Listing:
--- begin ---
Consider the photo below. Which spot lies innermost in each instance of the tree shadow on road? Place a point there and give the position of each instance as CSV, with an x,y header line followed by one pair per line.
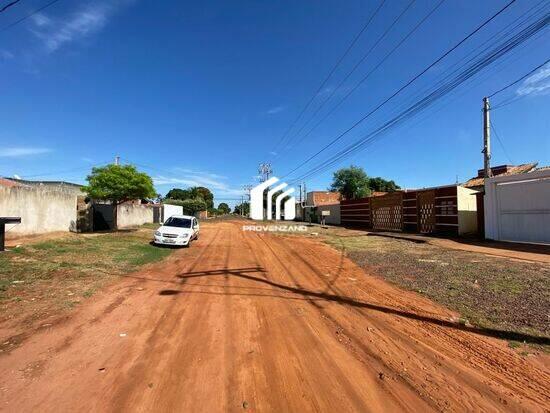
x,y
245,274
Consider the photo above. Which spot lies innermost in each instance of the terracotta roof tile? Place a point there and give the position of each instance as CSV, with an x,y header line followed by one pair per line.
x,y
514,170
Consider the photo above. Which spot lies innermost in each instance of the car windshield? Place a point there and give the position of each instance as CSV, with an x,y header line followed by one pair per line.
x,y
178,222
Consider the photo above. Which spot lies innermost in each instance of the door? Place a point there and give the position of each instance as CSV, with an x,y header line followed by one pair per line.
x,y
104,217
425,204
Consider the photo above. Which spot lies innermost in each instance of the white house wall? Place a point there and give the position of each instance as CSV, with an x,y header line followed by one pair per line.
x,y
517,208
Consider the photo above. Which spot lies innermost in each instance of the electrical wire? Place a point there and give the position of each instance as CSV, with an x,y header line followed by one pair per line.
x,y
492,124
519,80
422,104
7,6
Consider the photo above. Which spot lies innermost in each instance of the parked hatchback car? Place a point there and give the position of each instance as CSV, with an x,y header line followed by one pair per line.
x,y
177,230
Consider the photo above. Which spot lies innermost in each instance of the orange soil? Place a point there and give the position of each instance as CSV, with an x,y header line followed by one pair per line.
x,y
248,321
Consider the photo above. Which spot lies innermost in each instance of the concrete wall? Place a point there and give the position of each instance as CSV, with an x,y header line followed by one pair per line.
x,y
133,215
333,218
517,207
317,198
42,209
467,210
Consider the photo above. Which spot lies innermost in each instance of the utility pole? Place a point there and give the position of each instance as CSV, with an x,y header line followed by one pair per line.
x,y
486,139
264,169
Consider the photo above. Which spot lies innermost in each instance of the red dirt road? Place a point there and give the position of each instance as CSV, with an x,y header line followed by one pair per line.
x,y
255,322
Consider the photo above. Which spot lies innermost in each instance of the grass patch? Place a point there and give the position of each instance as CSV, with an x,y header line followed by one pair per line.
x,y
487,291
49,276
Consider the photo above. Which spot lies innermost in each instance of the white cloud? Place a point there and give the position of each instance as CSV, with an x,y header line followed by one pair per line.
x,y
538,83
275,110
216,183
56,32
19,152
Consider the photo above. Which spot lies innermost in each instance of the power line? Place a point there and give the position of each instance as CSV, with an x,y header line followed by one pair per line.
x,y
423,103
7,6
337,88
32,13
80,168
519,80
492,123
333,109
356,38
439,59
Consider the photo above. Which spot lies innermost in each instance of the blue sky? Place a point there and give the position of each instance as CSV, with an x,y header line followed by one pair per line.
x,y
199,93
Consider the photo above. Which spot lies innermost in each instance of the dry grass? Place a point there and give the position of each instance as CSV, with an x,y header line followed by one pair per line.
x,y
42,279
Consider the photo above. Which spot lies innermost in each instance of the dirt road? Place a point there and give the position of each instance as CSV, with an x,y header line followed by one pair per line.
x,y
256,322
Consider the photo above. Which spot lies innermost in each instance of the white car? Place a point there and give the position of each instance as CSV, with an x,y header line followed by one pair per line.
x,y
177,230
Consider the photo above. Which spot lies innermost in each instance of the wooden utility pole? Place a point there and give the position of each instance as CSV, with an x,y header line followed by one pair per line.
x,y
486,139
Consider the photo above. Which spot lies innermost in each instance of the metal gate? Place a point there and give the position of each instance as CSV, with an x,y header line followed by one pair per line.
x,y
104,217
426,211
387,212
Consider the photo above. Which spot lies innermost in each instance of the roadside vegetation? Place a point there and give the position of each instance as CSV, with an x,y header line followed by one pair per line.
x,y
38,280
490,292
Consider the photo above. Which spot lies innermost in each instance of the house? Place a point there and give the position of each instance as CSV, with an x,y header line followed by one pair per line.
x,y
318,198
517,207
67,186
47,206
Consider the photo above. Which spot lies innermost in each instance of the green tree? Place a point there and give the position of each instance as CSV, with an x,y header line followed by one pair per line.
x,y
381,185
118,184
244,207
204,193
351,182
223,208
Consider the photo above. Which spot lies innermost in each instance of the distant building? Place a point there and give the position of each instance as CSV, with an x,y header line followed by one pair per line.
x,y
318,198
67,186
478,182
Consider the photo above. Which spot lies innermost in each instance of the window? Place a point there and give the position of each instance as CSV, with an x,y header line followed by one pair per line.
x,y
178,222
447,208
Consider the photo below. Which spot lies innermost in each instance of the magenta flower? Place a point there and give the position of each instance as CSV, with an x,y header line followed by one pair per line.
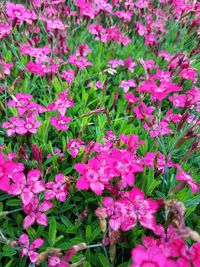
x,y
29,249
68,76
125,212
19,12
83,50
142,111
6,68
55,24
114,63
159,92
126,15
57,189
129,64
28,187
61,103
80,62
7,169
189,74
86,8
183,176
35,212
35,68
74,146
61,122
5,29
151,257
91,177
20,126
131,98
23,104
126,85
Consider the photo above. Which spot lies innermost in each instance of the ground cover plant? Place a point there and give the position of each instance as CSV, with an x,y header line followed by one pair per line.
x,y
99,137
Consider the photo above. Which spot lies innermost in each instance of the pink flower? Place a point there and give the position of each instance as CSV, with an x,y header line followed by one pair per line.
x,y
158,129
39,53
114,63
23,104
159,92
131,98
151,257
5,29
125,212
83,50
189,74
57,189
26,188
178,100
80,62
74,146
29,250
6,68
7,169
129,64
19,12
86,8
68,76
142,111
90,176
126,85
61,122
20,126
61,103
35,68
55,24
126,15
183,176
35,212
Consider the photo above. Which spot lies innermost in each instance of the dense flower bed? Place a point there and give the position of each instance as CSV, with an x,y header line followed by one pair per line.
x,y
99,133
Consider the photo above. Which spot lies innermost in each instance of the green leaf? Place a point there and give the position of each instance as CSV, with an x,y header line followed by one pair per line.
x,y
52,231
88,232
103,260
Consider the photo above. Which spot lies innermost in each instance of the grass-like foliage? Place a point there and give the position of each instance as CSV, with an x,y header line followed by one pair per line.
x,y
99,133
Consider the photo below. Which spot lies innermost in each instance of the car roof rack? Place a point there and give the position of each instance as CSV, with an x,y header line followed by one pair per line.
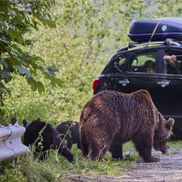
x,y
167,42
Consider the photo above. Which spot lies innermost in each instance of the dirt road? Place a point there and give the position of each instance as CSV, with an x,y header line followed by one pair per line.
x,y
169,169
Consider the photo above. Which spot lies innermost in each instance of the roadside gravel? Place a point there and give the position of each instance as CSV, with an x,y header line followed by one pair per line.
x,y
169,169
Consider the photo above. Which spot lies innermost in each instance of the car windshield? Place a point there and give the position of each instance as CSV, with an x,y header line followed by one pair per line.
x,y
144,62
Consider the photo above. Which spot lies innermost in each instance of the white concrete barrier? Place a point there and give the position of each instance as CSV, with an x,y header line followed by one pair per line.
x,y
10,141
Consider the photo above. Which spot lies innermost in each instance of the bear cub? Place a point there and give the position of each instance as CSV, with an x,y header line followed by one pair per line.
x,y
44,137
69,132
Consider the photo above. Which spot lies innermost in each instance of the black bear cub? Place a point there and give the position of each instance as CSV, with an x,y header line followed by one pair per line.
x,y
69,132
44,137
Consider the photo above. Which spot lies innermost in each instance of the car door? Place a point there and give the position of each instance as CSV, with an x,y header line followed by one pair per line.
x,y
169,97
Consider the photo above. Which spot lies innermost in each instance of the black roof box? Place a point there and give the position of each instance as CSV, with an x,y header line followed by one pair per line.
x,y
156,29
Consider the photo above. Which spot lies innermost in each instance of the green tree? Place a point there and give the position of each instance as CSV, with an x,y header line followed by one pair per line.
x,y
17,17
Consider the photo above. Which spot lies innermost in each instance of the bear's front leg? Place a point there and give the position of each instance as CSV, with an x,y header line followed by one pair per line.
x,y
143,144
116,150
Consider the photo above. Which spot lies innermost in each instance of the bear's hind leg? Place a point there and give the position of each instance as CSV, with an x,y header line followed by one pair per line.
x,y
143,144
64,151
97,152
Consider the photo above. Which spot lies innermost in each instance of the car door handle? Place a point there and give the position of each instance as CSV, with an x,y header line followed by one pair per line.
x,y
163,83
124,82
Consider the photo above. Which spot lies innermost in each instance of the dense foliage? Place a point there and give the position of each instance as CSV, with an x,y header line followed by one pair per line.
x,y
17,17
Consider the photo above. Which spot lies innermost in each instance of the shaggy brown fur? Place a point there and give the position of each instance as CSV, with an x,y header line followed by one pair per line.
x,y
112,118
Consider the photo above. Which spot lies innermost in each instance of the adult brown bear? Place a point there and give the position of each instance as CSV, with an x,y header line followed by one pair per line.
x,y
112,118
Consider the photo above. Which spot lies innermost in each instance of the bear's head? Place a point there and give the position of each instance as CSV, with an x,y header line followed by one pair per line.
x,y
162,134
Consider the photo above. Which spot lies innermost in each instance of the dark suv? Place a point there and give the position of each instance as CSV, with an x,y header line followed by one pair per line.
x,y
142,66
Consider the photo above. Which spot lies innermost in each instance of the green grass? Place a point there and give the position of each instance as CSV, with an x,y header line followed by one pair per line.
x,y
57,168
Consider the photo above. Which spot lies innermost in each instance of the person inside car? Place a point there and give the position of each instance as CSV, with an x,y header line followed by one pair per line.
x,y
171,65
149,66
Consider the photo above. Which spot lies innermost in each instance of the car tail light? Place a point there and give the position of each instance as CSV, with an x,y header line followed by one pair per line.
x,y
95,83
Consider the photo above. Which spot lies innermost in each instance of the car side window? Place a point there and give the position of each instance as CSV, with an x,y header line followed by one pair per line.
x,y
172,62
143,62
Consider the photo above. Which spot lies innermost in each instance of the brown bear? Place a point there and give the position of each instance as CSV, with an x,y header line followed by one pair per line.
x,y
112,118
43,137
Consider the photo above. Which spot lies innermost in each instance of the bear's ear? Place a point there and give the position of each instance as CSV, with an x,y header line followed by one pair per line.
x,y
170,123
13,121
26,123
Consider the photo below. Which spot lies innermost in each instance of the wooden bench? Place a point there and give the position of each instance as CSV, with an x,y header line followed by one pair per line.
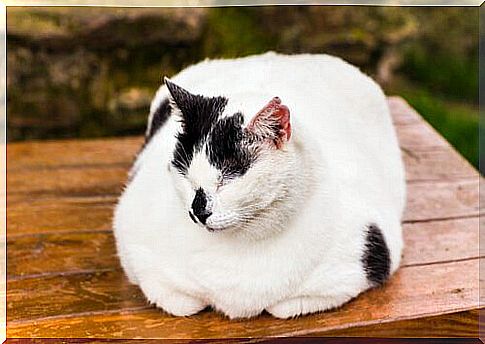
x,y
64,278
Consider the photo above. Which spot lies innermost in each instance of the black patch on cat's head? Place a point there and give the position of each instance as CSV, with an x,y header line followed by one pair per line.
x,y
376,258
159,118
199,114
227,146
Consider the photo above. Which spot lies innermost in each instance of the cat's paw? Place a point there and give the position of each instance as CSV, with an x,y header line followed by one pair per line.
x,y
296,306
171,301
179,304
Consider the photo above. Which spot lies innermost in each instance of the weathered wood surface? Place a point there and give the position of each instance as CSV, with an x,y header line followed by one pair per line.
x,y
64,279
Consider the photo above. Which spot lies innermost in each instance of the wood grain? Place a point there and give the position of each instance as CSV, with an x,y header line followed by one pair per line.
x,y
70,214
442,200
47,254
70,294
414,292
461,324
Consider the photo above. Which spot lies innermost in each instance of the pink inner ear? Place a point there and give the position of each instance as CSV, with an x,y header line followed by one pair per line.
x,y
272,121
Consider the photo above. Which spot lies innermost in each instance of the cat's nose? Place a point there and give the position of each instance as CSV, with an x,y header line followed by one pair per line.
x,y
199,206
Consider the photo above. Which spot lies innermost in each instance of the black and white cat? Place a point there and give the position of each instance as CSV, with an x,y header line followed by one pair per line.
x,y
233,205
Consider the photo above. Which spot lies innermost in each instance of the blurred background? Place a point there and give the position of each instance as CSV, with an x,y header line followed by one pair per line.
x,y
79,72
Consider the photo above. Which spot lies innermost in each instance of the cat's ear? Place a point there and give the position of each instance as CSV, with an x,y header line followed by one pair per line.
x,y
180,98
272,123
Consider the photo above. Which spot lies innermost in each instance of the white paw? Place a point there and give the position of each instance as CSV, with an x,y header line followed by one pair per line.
x,y
179,304
296,306
173,302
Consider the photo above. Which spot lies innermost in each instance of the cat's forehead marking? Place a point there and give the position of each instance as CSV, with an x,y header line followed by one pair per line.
x,y
201,173
228,146
198,117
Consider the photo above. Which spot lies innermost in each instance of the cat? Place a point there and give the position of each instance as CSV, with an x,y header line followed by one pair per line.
x,y
270,182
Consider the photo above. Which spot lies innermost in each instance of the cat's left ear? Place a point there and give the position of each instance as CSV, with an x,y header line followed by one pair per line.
x,y
272,123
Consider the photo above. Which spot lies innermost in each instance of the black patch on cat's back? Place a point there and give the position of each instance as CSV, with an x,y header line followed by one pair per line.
x,y
376,259
159,118
227,149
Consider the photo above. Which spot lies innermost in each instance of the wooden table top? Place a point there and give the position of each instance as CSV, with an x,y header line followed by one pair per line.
x,y
64,278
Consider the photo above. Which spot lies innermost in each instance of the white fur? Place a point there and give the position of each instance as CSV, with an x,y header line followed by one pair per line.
x,y
340,171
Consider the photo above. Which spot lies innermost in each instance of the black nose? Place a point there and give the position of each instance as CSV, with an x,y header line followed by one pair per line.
x,y
199,206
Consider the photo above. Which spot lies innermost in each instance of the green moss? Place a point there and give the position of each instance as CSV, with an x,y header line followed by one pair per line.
x,y
234,32
455,76
458,123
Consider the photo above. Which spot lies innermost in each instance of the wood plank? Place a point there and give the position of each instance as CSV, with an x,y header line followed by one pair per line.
x,y
48,254
461,324
419,137
439,164
436,241
61,182
72,293
442,200
60,253
414,292
52,215
401,112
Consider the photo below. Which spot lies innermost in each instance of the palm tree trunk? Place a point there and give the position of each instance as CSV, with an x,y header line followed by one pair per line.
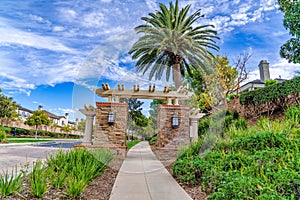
x,y
176,75
36,126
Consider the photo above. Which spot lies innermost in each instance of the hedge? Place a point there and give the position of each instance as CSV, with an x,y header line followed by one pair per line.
x,y
271,92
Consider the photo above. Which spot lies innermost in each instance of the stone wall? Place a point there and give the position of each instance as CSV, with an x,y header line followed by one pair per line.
x,y
111,135
167,136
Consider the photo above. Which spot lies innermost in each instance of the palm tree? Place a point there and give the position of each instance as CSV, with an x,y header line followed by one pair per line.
x,y
171,40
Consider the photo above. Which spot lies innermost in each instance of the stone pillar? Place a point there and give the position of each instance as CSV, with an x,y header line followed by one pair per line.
x,y
264,70
89,111
195,115
112,136
172,137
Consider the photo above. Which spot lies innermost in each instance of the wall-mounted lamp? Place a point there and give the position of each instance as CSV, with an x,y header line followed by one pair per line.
x,y
111,118
175,121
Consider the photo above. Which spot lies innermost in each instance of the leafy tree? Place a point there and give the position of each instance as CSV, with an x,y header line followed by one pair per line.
x,y
227,74
135,111
81,125
290,50
270,82
172,40
38,118
8,107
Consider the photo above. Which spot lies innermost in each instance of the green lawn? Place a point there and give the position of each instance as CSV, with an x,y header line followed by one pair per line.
x,y
24,140
132,143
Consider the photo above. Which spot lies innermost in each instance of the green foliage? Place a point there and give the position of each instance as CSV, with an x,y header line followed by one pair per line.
x,y
38,181
66,129
293,113
235,114
152,140
170,37
291,9
272,92
37,118
260,162
73,169
130,144
11,184
270,82
2,136
240,124
75,187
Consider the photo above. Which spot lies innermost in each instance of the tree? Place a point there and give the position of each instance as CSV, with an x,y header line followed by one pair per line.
x,y
240,66
172,40
226,73
270,82
81,125
38,118
8,107
291,49
135,111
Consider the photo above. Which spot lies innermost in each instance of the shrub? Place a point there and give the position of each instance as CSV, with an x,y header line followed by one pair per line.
x,y
293,113
37,180
11,183
253,166
240,123
2,136
235,114
272,92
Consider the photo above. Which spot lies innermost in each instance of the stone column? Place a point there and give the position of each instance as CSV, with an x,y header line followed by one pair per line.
x,y
169,137
89,111
195,115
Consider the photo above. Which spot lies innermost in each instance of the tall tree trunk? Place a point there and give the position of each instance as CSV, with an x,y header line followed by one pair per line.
x,y
36,131
176,75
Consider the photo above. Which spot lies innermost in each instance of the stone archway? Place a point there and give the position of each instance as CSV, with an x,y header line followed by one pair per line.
x,y
113,135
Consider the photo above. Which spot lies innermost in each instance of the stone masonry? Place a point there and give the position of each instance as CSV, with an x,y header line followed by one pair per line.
x,y
111,136
168,137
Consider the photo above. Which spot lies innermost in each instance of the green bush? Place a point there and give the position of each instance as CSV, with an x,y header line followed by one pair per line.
x,y
5,129
293,113
260,162
73,169
2,136
240,123
11,184
255,166
272,92
38,180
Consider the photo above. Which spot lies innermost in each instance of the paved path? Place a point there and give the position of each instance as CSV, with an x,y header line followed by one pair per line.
x,y
143,176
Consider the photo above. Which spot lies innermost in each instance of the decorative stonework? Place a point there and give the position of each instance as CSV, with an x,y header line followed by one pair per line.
x,y
111,135
167,136
89,111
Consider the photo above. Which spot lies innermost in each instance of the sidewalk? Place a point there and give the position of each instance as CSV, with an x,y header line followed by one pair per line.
x,y
143,176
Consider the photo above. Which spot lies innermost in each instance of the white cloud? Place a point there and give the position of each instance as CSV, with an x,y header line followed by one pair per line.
x,y
10,35
94,19
282,69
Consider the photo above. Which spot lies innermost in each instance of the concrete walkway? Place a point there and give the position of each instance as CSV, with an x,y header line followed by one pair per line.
x,y
143,176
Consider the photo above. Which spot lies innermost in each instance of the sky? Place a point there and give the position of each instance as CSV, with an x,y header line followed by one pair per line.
x,y
54,52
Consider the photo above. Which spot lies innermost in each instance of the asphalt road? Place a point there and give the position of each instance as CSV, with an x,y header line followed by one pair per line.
x,y
21,155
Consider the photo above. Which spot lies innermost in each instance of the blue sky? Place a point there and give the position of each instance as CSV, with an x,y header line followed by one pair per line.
x,y
53,53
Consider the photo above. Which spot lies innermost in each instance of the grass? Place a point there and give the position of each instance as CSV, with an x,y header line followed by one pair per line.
x,y
25,140
11,184
258,162
132,143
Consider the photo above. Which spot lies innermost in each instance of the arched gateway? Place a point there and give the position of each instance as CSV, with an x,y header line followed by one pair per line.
x,y
177,124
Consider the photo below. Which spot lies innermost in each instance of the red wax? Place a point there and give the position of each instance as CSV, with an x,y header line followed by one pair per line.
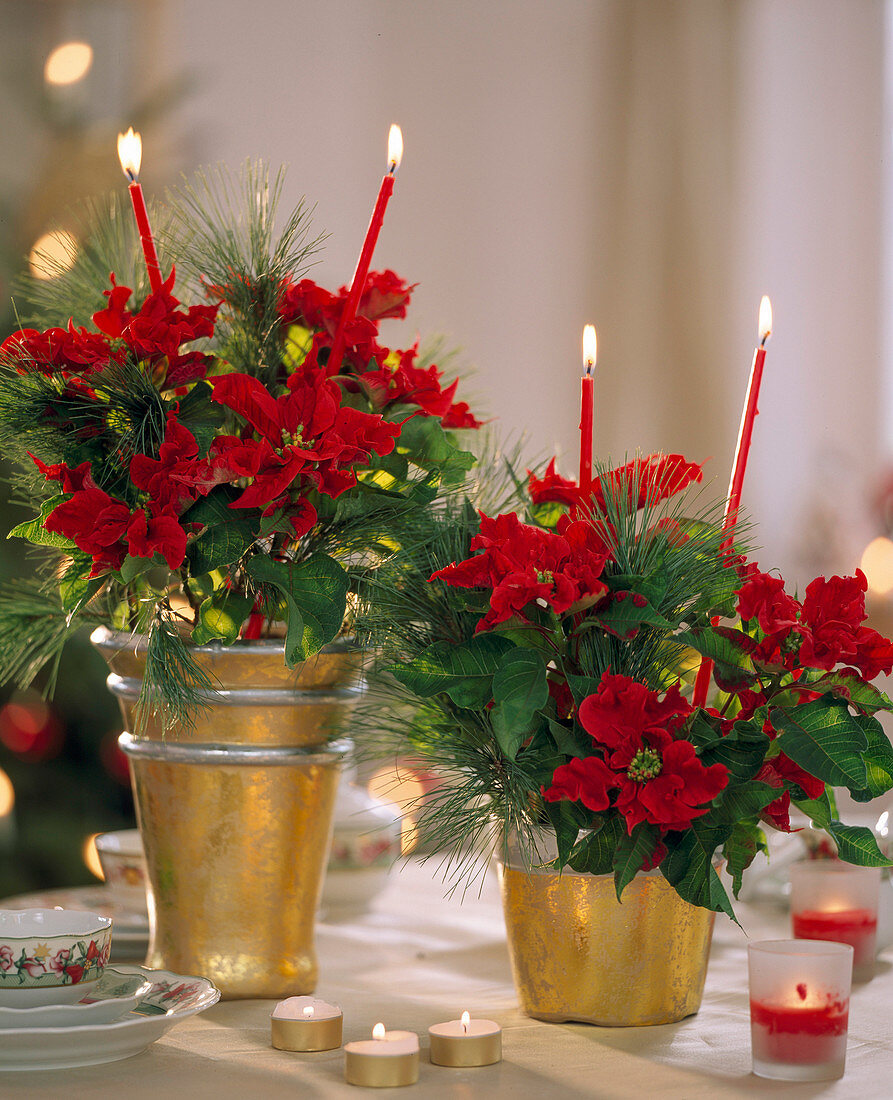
--- end ---
The exercise: Identify every line in the rows above that contains the word "palm", treating uppercase and lowercase as different, and copy each of those lines in full.

Exercise response:
Consider the photo below. Which spot lies innermost in each instance of the palm tree trunk? Place a point there and give the position of each instance as CSV, with an x,y header line followed by one pair per line.
Consider the photo above. Which spot lies innermost in each instance of the palm tree? Place a point there and give the position of each instance as CSV, with an x,y header line followed by one pair per line.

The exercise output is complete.